### PAGE EXTRACT
━━━━━━━━━━━━━━━━━━━━

Surrogate Mother vs Gestational Carrier

Is there a difference between “surrogacy” and “gestational carrier”?

If you’re a woman considering the surrogacy process, this is probably a question you’ve found yourself asking. In your research, you have most likely found the terms “surrogate,” “surrogate mother,” and “gestational carrier” used interchangeably.

So, which is it?

We’re here to clear things up. This is, more than anything, a matter of terminology. But, as you’ll see, the words we use do matter, especially if you are considering the surrogacy process for yourself. Keep reading to find out why.

Gestational Carrier vs. Surrogacy

The surrogacy process has been around for a while, but it is still a relatively new way to start or grow a family. Plus, the process has experienced a noticeable surge in popularity in recent years. Because of this, there’s still a lot of confusion out there about the process.

This confusion includes the terms involved, like the difference between “surrogate” and “gestational carrier.” The two may sound the same, and they are often used interchangeably. But, as you’ll see, your choice of words matters.

Using the correct term can help others understand the process and empower women who choose to become gestational carriers.

What’s the Difference Between ‘Surrogate’ and ‘Gestational Carrier?’

In order to explain the difference between “surrogate” and “gestational carrier,” there’s something else you need to understand: the two different types of surrogacy.

First, there’s traditional surrogacy. In this process, the surrogate’s own egg is used in the fertilization process, which makes her the biological mother of the baby.

Then, there’s gestational surrogacy. In the gestational surrogacy process, an intended parent’s or donor’s egg is used for an embryo transfer. This means that the gestational carrier is not biologically related to the child in any way.

When most people think of surrogacy, they probably think of traditional surrogacy. That’s totally understandable, because most people are not all that familiar with how the embryo transfer process actually works. However, the truth is that most professionals today, including Southern Surrogacy, will only provide services for a gestational surrogacy process.

━━━━━━━━━━━━━━━━━━━━

### GIVEN INFORMATION
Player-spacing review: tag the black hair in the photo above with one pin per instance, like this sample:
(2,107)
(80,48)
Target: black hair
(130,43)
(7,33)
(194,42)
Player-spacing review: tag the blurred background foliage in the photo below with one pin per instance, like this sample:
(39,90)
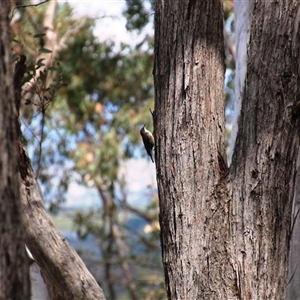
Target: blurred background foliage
(84,103)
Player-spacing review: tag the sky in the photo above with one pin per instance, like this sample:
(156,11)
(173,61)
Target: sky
(138,173)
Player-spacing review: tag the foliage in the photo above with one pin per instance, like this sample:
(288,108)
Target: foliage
(81,122)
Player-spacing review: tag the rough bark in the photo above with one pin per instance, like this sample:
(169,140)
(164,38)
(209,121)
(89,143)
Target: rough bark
(189,132)
(242,25)
(225,233)
(264,161)
(14,269)
(58,260)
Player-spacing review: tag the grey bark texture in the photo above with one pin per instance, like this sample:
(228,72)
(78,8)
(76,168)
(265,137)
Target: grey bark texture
(14,269)
(65,272)
(225,233)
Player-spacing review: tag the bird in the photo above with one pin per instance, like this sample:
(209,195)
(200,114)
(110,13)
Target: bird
(148,141)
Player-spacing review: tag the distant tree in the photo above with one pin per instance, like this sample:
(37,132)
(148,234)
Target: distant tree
(86,133)
(225,232)
(14,274)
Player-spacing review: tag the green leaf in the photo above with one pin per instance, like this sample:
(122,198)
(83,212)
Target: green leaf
(44,50)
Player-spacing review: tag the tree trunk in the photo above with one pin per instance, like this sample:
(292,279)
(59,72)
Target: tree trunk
(14,268)
(225,233)
(58,260)
(190,145)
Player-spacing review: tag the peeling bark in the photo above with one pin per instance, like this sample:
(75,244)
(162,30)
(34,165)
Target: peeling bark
(14,269)
(225,233)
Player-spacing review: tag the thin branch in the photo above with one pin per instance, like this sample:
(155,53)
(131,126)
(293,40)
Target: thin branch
(27,5)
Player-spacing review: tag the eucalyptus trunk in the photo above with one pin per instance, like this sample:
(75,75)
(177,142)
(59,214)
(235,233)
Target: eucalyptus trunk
(225,232)
(14,269)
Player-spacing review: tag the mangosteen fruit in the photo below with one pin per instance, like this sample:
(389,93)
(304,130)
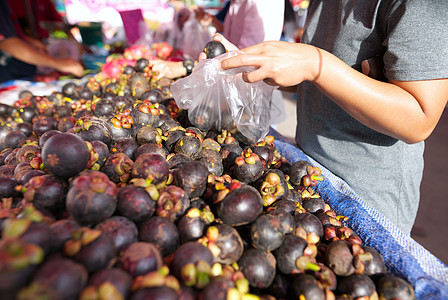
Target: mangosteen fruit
(65,155)
(140,258)
(258,267)
(161,232)
(92,198)
(214,48)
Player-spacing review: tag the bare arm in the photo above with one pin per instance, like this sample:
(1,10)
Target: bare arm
(26,53)
(408,111)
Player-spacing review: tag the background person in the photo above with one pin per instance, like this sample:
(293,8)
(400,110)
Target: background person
(365,126)
(19,58)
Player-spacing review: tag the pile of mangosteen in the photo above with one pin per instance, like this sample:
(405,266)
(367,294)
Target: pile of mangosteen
(107,191)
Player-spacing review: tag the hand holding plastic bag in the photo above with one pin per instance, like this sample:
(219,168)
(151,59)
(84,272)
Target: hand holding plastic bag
(221,99)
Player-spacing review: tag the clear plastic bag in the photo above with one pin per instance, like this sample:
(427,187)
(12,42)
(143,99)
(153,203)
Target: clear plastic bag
(221,99)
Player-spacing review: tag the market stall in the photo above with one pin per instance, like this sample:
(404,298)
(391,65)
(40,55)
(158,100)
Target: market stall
(128,106)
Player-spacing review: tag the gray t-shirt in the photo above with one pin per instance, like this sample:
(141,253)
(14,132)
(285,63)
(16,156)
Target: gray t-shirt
(411,38)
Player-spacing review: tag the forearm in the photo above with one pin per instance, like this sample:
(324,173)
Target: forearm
(24,52)
(385,107)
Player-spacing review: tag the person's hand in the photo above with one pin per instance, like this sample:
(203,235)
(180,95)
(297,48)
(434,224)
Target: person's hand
(169,69)
(68,65)
(278,63)
(219,38)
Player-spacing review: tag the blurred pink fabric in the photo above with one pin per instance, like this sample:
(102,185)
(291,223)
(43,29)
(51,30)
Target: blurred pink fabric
(249,22)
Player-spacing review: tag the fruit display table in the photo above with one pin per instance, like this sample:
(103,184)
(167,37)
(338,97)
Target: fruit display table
(403,256)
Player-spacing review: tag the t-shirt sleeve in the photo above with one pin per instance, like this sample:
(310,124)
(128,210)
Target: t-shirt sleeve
(417,41)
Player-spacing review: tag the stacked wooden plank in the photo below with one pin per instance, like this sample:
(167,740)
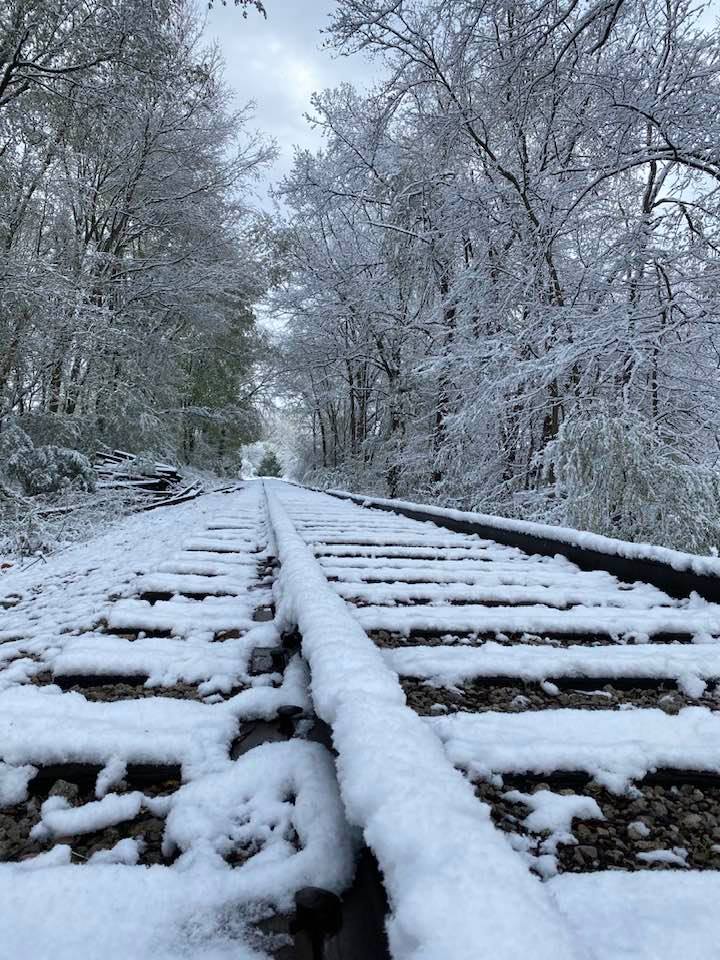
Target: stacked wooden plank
(158,484)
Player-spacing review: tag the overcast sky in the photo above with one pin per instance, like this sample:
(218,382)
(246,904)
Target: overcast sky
(279,63)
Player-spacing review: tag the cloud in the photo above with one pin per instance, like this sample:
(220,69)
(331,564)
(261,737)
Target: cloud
(279,63)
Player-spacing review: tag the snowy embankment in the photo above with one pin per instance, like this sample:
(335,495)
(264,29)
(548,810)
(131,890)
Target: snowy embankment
(456,888)
(279,803)
(614,913)
(676,559)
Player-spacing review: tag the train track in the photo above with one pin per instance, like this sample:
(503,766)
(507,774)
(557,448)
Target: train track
(322,730)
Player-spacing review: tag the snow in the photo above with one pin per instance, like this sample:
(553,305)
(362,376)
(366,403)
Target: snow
(641,916)
(677,857)
(281,798)
(614,746)
(700,622)
(59,819)
(13,782)
(676,559)
(450,666)
(395,783)
(554,811)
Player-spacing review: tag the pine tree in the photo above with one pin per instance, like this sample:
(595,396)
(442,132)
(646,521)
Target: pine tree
(270,466)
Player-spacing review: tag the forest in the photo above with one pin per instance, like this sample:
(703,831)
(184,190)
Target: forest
(504,291)
(129,258)
(495,286)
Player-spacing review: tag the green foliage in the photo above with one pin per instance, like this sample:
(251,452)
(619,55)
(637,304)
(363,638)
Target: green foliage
(46,469)
(270,466)
(618,477)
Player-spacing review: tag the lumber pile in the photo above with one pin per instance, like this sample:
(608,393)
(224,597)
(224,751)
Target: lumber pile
(155,484)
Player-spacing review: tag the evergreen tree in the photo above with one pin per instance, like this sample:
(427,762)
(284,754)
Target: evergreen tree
(270,466)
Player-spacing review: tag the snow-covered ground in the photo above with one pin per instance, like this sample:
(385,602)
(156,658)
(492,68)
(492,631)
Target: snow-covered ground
(279,801)
(170,596)
(383,565)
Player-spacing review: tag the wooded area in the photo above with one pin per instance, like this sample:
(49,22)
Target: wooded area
(505,266)
(129,260)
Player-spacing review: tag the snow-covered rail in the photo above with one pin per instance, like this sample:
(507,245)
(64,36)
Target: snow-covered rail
(199,747)
(581,708)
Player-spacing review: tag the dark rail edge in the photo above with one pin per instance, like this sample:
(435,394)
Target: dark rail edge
(677,583)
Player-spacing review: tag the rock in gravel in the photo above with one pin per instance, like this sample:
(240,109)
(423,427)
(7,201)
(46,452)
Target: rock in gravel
(63,788)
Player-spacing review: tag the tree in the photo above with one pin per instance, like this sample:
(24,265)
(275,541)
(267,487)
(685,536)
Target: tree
(518,228)
(127,253)
(270,466)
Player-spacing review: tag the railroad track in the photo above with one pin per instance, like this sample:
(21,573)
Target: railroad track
(292,688)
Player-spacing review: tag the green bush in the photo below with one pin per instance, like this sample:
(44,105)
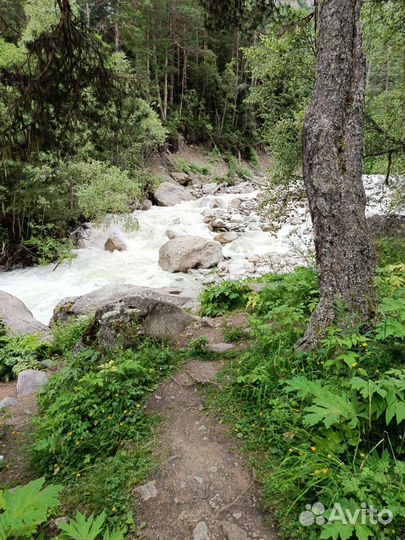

━━━━━━━━━━━━━━━━━━━━

### TASKS TO COMPLETE
- 1) Answer these questions from the article on surrogates and gestational carriers:
(a) In traditional surrogacy, whose egg is used?
(b) In gestational surrogacy, whose egg is used for the embryo transfer?
(c) What type of surrogacy process will Southern Surrogacy provide services for?
- 2) Carry on the article on surrogates and gestational carriers from its last sentence.
The listing is separate material, unconnected to the article on surrogates and gestational carriers.

### RESPONSES TO THE TASKS
- 1)
(a) The surrogate's own egg.
(b) An intended parent's or donor's egg.
(c) Only a gestational surrogacy process.

- 2)
Gestational surrogacy poses less legal and emotional risk for the gestational carrier and for the intended parents, and it is the primary type of surrogacy that women considering becoming a carrier are interested in.

This brings us back to the big difference between “surrogate” and “gestational carrier.” When you call someone a “surrogate mother,” you are implying the type of biological connection that would exist in traditional surrogacy. But, since most women are actually taking part in gestational surrogacies, it is much more accurate to use the term “gestational carrier.”

Why Does the Difference Between ‘Surrogate’ and ‘Gestational Carrier’ Matter?

It might seem like splitting hairs, but the difference between “surrogate” and “gestational carrier” does matter. The biggest reason for this is that the DNA of the baby is, often, very important to both intended parents and gestational carriers. In gestational surrogacy, there is no DNA connection between the carrier and the baby. Since “surrogate” is typically used to refer to traditional surrogacy, it implies a DNA connection.

However, most people will not mind it if you use the term “surrogate.” What really bothers people is the term “surrogate mother.” A gestational carrier is doing something brave, beautiful and life changing. But, she is not a mother.

“Surrogate mother” mixes up the roles in a complex, emotional and delicate process. That’s why it is best to avoid using the term “surrogate mother,” instead opting simply for “surrogate,” or, even better, “gestational carrier.”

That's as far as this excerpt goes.